▸ **TEXT PROVIDED**
Skip to content

SampleClean Installation Instructions

Sanjay Krishnan edited this page May 27, 2014 · 8 revisions

Requirements:

  • Scala 2.10.4
  • Spark 0.9.1

When starting out, we suggest making a separate directory for SampleClean.

$ mkdir sampleclean_dev
$ cd sampleclean_dev

We will now setup the two requirements: (1) Scala and (2) Spark. SampleClean requires Scala version 2.10.4, so first download and untar Scala 2.10.4

$ wget http://www.scala-lang.org/files/archive/scala-2.10.4.tgz
$ tar xvzf scala-2.10.4.tgz

Then, download and untar Spark 0.9.1

$ wget http://d3kbcqa49mib13.cloudfront.net/spark-0.9.1.tgz
$ tar xvzf spark-0.9.1.tgz

Clone the SampleClean repository:

$ git clone https://github.com/sjyk/sampleclean.git

Once the repository is cloned run the following to initialized the SampleClean patches for BlinkDB and Hive_BlinkDB:

$ cd sampleclean
$ git submodule init
$ git submodule update
$ cd hive_blinkdb
$ git pull https://github.com/sjyk/hive_blinkdb.git

To build the patched Hive version, run:

$ ant package

ant package builds all Hive jars and put them into build/dist directory. If you are trying to build Hive on your local machine and (a) your distribution doesn't have yum or (b) the above yum commands don't work out of the box with your distro, then you probably want to upgrade to a newer version of ant. ant >= 1.8.2 should work. Download ant binaries at http://ant.apache.org/bindownload.cgi. You might also be able to upgrade to a newer version of ant using a package manager, however on older versions of CentOS, e.g. 6.4, yum can't install ant 1.8 out of the box so installing ant by downloading the binary installation package is recommended.

The BlinkDB/SampleClean code is in the sampleclean/ directory. To setup your environment to run BlinkDB/SampleClean locally, you need to set HIVE_HOME and SCALA_HOME environmental variables in a file sampleclean/conf/blinkdb-env.sh to point to the folders you just downloaded. BlinkDB comes with a template file blinkdb-env.sh.template that you can copy and modify to get started:

$ cd sampleclean/conf
$ cp blinkdb-env.sh.template blinkdb-env.sh

Edit sampleclean/conf/blinkdb-env.sh and set and uncomment the following variables for local mode/ First set the scala directory:

#Set the following to the top-level directory containing the scala code
export SCALA_HOME="/path/to/scala-2.10.4"

▸ **Excerpts from segmentation records**
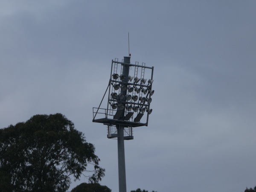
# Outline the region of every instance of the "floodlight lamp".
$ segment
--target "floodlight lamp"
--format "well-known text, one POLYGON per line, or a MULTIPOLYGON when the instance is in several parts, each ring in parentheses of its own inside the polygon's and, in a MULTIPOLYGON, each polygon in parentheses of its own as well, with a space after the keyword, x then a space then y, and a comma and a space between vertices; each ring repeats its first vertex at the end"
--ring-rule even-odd
POLYGON ((140 97, 139 100, 140 101, 140 102, 144 103, 146 100, 146 99, 145 97, 140 97))
POLYGON ((118 109, 119 110, 122 110, 125 108, 125 105, 124 104, 120 104, 119 105, 118 105, 118 109))
POLYGON ((114 89, 115 90, 118 90, 120 88, 120 84, 114 84, 113 85, 113 87, 114 87, 114 89))
POLYGON ((148 115, 150 115, 152 113, 152 109, 147 109, 147 112, 148 115))
POLYGON ((146 108, 141 108, 140 109, 140 111, 142 113, 144 113, 145 111, 146 111, 146 108))
POLYGON ((111 107, 113 109, 116 109, 117 108, 117 104, 116 103, 112 103, 111 104, 111 107))
POLYGON ((129 81, 130 81, 131 82, 131 81, 133 79, 133 77, 131 77, 130 76, 128 76, 128 79, 129 79, 129 81))
POLYGON ((148 79, 148 84, 152 84, 153 83, 153 81, 154 81, 153 80, 148 79))
POLYGON ((131 93, 133 91, 133 87, 131 87, 130 86, 128 86, 127 87, 127 89, 128 89, 128 92, 129 93, 131 93))
POLYGON ((148 98, 147 97, 146 98, 146 101, 148 102, 148 103, 149 104, 152 102, 152 99, 151 98, 148 98))
POLYGON ((135 83, 138 83, 138 82, 139 82, 140 80, 140 78, 138 78, 137 77, 135 77, 134 78, 134 82, 135 83))
POLYGON ((122 93, 120 93, 118 95, 118 99, 119 100, 122 100, 125 98, 125 95, 122 93))
POLYGON ((126 91, 127 89, 127 87, 126 87, 126 85, 122 85, 121 87, 121 90, 123 91, 126 91))
POLYGON ((131 99, 131 95, 126 95, 125 96, 125 100, 126 101, 130 101, 131 99))
POLYGON ((147 94, 147 92, 148 92, 148 90, 147 89, 144 89, 143 88, 141 88, 141 92, 143 93, 144 95, 147 94))
POLYGON ((139 110, 139 107, 134 106, 132 108, 132 110, 134 112, 137 112, 138 111, 138 110, 139 110))
POLYGON ((114 73, 112 75, 112 77, 113 77, 113 79, 117 79, 119 76, 117 73, 114 73))
POLYGON ((150 96, 152 96, 153 95, 153 94, 154 94, 154 90, 151 90, 150 91, 149 91, 149 95, 150 95, 150 96))
POLYGON ((134 90, 137 93, 140 93, 140 88, 137 88, 135 87, 134 90))
POLYGON ((134 101, 136 102, 138 100, 138 96, 134 95, 131 97, 131 99, 132 99, 132 100, 133 100, 134 101))
POLYGON ((147 81, 146 79, 142 78, 140 80, 140 84, 145 84, 145 82, 147 81))
POLYGON ((126 108, 126 110, 127 110, 127 111, 130 111, 131 110, 131 109, 132 109, 132 106, 127 105, 125 106, 125 108, 126 108))
POLYGON ((117 93, 111 93, 111 97, 113 99, 117 99, 117 93))
POLYGON ((124 81, 126 77, 125 75, 121 75, 120 76, 120 80, 121 81, 124 81))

▸ **REQUEST A**
Do these statements agree with the installation instructions? Answer yes or no for each, and quote the words from the text that decide it.
(i) SampleClean needs Scala version 2.10.4.
(ii) Running ant package places the Hive jars in the build/dist directory.
(iii) On CentOS 6.4, yum can install ant 1.8 out of the box.
▸ **REQUEST B**
Answer these questions from the installation instructions.
(i) What name does the text use for the separate directory it creates for SampleClean?
(ii) Which versions of ant does the text say should work?
(iii) What is the name of the template file that BlinkDB comes with?
▸ **REQUEST C**
List every git command shown in the installation instructions, in the order they appear.

▸ **COMPLETE ANSWER A**
(i) Yes: "SampleClean requires Scala version 2.10.4"
(ii) Yes: "ant package builds all Hive jars and put them into build/dist directory"
(iii) No: "on older versions of CentOS, e.g. 6.4, yum can't install ant 1.8 out of the box"

▸ **COMPLETE ANSWER B**
(i) sampleclean_dev
(ii) ant >= 1.8.2
(iii) blinkdb-env.sh.template

▸ **COMPLETE ANSWER C**
$ git clone https://github.com/sjyk/sampleclean.git
$ git submodule init
$ git submodule update
$ git pull https://github.com/sjyk/hive_blinkdb.git